§ **Fragmento del texto**:
______

Filosofa, ingeniero. La lucha contra el ruido

Javier Jurado

Artículo publicado en la revista BIT del COIT en el número 162, abril de 2007

Interrogando a las paredes de pasillos y escaleras de todas las escuelas de telecomunicación, obtendríamos una confesión clandestina pero esencialmente cierta de lo que es esta Ingeniería: La gran vocación del ingeniero de teleco es la de luchar contra el ruido. Y el concepto de ruido tiene un indudable potencial conceptual en filosofía.

El ruido, en todas sus formas, es un fenómeno que entorpece las comunicaciones, y por tanto es un adversario a batir; pero, como permanece tras la barricada contraria con firmeza eterna, es el adversario a batir por excelencia. Y sólo la lucha nos mejora, sólo el contraste nos fortalece; así uno acaba agradeciendo a los enemigos con los que aprende a convivir el hecho de que le ayuden a mejorarse. Baltasar Gracián lo expresaba diciendo que el hombre sensato obtiene más de sus enemigos que el necio de sus amigos.

Si, tras acabar esta carrera, pasáramos por un episodio amnésico y sólo recordáramos una cualidad del ruido, seguramente estimaríamos la eternidad de su presencia, inevitable. Todo lo que nos cabe es minimizarlo, reducirlo, aislarlo cuanto sea posible, pero siempre conscientes de su existencia, que está relacionada con nuestra imperfección, limitación de nuestro orgullo – ése que tanta mella hace en los ingenieros. Conforme agudizáramos la memoria iríamos comprendiendo la verdad escondida tras de esta realidad práctica, a saber, que todos los procesos del mundo de la ingeniería son inexactos, aunque no se pretendan de otro modo – y por ende lo son todos los establecidos por vías de conocimiento humano, siempre imperfectas.

El alumno aventajado

La más pura ciencia y la matemática más aséptica protestarían ante semejante aseveración – y quizá aún más la filosofía analítica de los postulados universales de la razón. Pero no es esta la ocasión para profundizar en nuestra convicción de que nuestro conocimiento es imperfecto – que no nulo ni inservible. Sin embargo, éste asunto enlaza con la limitación que encuentra el ingeniero que pretende medir el valor de las magnitudes que representan la información, punta del iceberg de las incorrecciones que el ser humano comete en todas y cada una de sus pretendidas certezas.

______

§ **Filas guardadas**:

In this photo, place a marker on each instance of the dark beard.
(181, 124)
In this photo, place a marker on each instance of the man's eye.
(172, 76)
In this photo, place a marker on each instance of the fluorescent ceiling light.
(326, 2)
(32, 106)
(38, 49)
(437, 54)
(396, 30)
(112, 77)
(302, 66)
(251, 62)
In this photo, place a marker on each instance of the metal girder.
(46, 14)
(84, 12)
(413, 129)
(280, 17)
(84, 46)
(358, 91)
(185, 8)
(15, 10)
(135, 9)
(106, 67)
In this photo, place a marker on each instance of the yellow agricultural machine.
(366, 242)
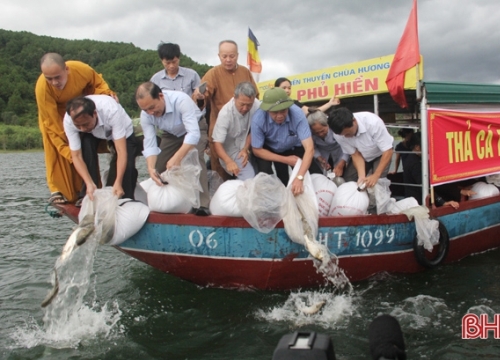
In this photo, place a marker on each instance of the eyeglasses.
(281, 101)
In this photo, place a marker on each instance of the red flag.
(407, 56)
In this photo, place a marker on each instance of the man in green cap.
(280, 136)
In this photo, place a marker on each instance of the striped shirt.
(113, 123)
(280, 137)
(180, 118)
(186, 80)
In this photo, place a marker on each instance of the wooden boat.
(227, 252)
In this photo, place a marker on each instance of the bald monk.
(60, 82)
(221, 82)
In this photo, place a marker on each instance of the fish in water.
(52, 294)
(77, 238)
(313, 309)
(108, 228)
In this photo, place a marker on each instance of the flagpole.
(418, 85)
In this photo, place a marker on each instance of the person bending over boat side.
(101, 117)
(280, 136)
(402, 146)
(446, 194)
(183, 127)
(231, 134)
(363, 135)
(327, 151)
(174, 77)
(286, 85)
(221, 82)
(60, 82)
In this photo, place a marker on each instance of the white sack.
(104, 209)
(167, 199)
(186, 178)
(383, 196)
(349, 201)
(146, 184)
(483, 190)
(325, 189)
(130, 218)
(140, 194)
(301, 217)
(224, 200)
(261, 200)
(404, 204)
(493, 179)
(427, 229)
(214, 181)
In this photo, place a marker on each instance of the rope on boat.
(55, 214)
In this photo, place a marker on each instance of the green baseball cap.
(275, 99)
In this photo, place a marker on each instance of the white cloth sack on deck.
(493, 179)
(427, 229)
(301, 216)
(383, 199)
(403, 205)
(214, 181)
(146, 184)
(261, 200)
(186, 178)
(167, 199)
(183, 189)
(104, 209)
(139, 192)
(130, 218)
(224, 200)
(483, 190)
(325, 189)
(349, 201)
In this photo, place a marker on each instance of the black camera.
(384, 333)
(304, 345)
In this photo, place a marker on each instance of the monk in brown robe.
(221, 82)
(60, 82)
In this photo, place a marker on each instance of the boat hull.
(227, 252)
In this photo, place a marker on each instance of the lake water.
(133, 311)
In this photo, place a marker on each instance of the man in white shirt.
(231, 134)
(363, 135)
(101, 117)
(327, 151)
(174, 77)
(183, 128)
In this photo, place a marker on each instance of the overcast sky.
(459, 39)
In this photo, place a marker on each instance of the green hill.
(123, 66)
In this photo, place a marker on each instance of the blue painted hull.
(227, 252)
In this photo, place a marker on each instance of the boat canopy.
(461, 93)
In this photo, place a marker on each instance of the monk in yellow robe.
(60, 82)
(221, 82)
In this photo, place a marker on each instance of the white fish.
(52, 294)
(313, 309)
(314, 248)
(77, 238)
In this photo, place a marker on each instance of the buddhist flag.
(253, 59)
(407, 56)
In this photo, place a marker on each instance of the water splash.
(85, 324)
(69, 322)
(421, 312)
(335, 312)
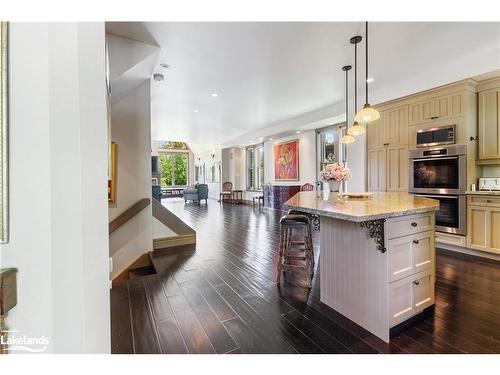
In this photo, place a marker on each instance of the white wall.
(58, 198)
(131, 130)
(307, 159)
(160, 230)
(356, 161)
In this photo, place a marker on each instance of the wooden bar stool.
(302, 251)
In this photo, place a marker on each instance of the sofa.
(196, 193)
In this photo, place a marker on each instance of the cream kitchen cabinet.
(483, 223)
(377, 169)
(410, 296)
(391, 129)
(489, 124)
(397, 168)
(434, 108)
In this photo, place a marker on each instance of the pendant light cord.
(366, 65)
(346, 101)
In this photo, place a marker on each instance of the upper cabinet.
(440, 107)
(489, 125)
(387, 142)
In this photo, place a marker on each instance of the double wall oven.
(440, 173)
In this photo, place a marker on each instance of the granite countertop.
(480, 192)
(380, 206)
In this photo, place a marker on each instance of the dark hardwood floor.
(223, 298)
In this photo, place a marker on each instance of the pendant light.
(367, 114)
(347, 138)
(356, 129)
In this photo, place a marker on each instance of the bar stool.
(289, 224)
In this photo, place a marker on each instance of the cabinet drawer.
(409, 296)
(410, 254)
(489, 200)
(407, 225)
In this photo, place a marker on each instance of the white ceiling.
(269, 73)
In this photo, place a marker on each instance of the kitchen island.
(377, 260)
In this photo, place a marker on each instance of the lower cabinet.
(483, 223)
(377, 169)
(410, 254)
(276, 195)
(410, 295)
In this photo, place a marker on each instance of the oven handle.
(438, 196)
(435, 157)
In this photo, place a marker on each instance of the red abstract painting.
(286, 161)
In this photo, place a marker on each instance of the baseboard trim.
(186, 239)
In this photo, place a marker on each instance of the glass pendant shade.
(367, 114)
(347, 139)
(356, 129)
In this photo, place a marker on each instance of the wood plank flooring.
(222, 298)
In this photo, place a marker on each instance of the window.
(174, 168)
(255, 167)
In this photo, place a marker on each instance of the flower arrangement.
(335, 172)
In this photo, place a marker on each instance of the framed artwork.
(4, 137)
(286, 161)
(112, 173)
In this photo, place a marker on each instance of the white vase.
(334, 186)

______

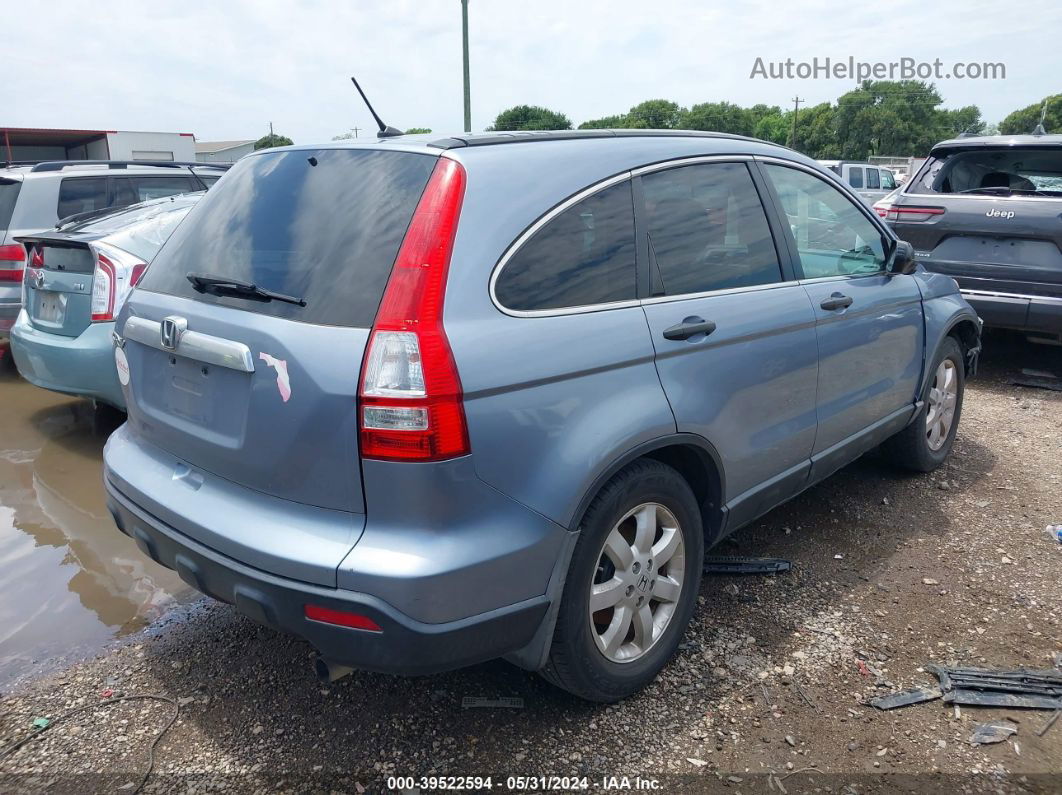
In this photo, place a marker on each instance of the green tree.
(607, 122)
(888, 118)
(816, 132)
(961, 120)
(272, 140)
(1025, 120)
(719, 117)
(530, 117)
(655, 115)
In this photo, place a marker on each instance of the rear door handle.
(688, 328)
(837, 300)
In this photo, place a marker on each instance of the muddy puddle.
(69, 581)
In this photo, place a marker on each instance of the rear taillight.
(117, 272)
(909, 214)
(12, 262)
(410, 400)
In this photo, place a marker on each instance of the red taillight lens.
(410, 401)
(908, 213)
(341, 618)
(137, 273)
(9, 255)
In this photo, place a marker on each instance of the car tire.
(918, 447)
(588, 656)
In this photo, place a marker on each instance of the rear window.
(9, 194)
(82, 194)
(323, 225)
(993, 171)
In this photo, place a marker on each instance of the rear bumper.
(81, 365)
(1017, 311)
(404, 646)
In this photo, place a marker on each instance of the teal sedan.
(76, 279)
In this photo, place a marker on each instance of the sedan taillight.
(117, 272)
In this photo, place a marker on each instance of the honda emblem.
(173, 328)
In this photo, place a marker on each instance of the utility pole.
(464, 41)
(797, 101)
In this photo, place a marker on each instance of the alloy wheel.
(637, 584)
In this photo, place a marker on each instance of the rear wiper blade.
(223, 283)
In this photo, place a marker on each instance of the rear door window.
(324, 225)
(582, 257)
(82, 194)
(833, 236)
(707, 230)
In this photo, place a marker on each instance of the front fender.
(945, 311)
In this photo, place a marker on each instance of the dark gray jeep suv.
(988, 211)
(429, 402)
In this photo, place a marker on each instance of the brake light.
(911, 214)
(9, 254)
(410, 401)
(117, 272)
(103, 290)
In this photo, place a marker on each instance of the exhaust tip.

______

§ **Consigna 1**:
Resume de forma más breve el párrafo del artículo sobre la lucha contra el ruido que empieza con "El ruido, en todas sus formas", sin perder sus datos principales.
§ **Consigna 2**:
Copia otra vez el pasaje del artículo sobre la lucha contra el ruido, comenzando en "La más pura" y acabando en "sus pretendidas certezas.", y cambia "imperfecto" por "limitado".

§ **Respuesta correcta 1**:
El ruido, en cualquiera de sus formas, dificulta las comunicaciones. Como resiste siempre en el bando contrario, es el adversario por excelencia. Solo la lucha y el contraste nos hacen mejores, así que uno termina agradeciendo a los enemigos con los que convive que lo ayuden a mejorar. Baltasar Gracián lo resumía así: el sensato saca más de sus enemigos que el necio de sus amigos.

§ **Respuesta correcta 2**:
La más pura ciencia y la matemática más aséptica protestarían ante semejante aseveración – y quizá aún más la filosofía analítica de los postulados universales de la razón. Pero no es esta la ocasión para profundizar en nuestra convicción de que nuestro conocimiento es limitado – que no nulo ni inservible. Sin embargo, éste asunto enlaza con la limitación que encuentra el ingeniero que pretende medir el valor de las magnitudes que representan la información, punta del iceberg de las incorrecciones que el ser humano comete en todas y cada una de sus pretendidas certezas.